◆ SUPPLIED INFORMATION ◆
BEGIN

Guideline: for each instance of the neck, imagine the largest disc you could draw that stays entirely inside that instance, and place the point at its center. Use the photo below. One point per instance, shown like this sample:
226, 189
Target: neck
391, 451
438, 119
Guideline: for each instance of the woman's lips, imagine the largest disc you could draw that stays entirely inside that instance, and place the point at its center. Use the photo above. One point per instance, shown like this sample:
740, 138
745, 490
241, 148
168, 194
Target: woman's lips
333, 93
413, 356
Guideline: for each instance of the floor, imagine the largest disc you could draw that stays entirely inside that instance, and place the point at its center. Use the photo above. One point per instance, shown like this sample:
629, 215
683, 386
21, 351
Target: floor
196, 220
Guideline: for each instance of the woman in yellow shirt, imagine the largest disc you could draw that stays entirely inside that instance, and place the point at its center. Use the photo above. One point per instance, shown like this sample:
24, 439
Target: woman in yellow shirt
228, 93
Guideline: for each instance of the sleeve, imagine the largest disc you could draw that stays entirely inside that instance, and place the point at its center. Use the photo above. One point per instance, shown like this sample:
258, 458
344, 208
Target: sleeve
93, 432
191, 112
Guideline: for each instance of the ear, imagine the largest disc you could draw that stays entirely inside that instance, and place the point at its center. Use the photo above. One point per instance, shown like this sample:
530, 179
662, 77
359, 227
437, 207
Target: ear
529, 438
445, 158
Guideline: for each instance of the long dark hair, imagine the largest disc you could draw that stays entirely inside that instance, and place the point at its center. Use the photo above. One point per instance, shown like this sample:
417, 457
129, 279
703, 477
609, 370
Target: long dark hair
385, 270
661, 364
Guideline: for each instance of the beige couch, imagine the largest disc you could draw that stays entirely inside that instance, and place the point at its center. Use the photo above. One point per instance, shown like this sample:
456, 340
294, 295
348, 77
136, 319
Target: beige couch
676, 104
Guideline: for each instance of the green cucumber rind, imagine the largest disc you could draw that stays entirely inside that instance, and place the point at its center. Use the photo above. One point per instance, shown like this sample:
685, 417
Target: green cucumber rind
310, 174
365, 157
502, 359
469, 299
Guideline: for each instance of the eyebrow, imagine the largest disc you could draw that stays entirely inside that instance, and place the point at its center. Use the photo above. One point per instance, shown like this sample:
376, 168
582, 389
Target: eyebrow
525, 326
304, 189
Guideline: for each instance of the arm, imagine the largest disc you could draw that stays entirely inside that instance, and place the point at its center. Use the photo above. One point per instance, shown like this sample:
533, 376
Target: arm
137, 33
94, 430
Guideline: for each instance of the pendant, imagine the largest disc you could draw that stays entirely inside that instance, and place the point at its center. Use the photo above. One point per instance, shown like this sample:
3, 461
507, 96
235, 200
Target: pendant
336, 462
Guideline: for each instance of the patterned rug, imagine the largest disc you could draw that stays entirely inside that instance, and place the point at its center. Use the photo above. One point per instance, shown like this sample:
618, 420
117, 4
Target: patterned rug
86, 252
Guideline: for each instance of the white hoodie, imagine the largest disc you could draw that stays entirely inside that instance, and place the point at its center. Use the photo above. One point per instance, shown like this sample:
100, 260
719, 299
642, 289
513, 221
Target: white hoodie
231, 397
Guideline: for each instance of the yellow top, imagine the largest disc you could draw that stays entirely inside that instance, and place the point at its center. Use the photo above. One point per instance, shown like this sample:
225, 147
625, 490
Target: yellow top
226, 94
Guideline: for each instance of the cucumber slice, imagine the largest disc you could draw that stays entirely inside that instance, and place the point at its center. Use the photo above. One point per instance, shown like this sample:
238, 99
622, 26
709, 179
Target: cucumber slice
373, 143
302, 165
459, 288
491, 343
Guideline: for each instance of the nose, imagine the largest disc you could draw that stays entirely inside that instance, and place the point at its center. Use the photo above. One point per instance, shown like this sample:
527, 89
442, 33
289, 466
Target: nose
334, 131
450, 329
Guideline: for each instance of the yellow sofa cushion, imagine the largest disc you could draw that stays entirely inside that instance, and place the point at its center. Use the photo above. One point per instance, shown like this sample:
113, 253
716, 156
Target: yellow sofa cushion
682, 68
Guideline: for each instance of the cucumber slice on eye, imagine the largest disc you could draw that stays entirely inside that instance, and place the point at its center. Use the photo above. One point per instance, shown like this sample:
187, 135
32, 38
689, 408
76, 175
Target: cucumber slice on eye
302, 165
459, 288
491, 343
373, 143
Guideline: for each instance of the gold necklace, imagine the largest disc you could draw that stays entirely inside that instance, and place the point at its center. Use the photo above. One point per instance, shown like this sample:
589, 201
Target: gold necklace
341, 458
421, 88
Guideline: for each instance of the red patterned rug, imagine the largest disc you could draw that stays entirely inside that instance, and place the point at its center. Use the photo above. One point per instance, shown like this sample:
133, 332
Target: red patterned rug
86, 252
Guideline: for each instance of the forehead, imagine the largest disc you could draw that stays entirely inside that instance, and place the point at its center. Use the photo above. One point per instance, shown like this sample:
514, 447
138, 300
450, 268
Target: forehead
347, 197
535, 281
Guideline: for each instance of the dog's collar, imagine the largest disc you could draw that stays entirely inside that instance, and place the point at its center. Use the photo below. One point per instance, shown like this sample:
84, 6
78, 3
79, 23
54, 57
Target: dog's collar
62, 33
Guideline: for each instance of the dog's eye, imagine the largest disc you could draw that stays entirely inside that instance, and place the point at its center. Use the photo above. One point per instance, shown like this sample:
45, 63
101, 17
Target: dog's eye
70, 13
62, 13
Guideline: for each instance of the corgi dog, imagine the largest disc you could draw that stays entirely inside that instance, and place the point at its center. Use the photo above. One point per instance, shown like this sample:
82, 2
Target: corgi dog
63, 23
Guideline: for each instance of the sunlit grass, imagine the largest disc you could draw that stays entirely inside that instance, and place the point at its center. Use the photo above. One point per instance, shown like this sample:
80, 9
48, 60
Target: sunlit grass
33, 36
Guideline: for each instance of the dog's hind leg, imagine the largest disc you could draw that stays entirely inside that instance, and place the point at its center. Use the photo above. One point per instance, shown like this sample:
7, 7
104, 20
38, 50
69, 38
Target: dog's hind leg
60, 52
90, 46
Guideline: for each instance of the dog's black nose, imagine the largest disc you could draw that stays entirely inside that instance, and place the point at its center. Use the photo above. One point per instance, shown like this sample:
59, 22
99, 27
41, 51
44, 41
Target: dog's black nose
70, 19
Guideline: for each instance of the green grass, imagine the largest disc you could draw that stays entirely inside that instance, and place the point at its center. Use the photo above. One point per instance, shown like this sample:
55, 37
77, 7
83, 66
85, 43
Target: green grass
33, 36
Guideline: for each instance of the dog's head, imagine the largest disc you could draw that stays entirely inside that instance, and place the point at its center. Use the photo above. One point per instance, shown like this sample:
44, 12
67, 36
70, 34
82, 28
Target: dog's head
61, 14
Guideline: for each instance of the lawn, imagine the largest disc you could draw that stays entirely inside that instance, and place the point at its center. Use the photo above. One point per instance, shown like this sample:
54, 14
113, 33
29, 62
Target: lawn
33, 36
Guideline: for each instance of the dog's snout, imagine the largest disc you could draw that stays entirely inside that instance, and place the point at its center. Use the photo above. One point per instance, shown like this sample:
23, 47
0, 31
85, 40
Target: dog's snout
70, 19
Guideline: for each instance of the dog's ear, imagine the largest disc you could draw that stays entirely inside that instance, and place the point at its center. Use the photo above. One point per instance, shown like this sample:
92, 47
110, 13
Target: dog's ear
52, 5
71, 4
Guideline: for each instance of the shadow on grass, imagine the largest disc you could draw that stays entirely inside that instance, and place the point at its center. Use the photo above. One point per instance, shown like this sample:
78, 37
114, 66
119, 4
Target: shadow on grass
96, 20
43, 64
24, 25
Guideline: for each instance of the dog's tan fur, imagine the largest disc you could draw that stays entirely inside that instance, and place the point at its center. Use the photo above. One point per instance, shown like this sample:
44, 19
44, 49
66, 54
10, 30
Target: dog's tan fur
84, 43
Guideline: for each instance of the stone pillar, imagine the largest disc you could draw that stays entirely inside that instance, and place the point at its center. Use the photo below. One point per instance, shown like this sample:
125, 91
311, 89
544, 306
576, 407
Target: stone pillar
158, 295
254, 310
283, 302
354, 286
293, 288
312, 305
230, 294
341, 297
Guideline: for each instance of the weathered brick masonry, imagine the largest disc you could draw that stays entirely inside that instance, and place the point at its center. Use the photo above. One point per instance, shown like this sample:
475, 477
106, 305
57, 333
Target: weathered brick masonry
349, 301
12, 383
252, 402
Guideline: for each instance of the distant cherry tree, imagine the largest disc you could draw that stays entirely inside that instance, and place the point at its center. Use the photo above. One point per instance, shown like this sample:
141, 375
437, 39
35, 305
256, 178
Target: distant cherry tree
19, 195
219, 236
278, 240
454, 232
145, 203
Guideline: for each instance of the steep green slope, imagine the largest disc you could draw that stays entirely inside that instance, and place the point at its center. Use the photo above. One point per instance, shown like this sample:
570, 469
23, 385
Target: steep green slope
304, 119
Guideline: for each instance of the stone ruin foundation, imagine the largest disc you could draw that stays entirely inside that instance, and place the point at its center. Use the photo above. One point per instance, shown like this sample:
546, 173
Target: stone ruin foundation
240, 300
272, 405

END

Lines containing "below" in the records above: how many are there? Give only the number.

◆ TASK ANSWER ◆
3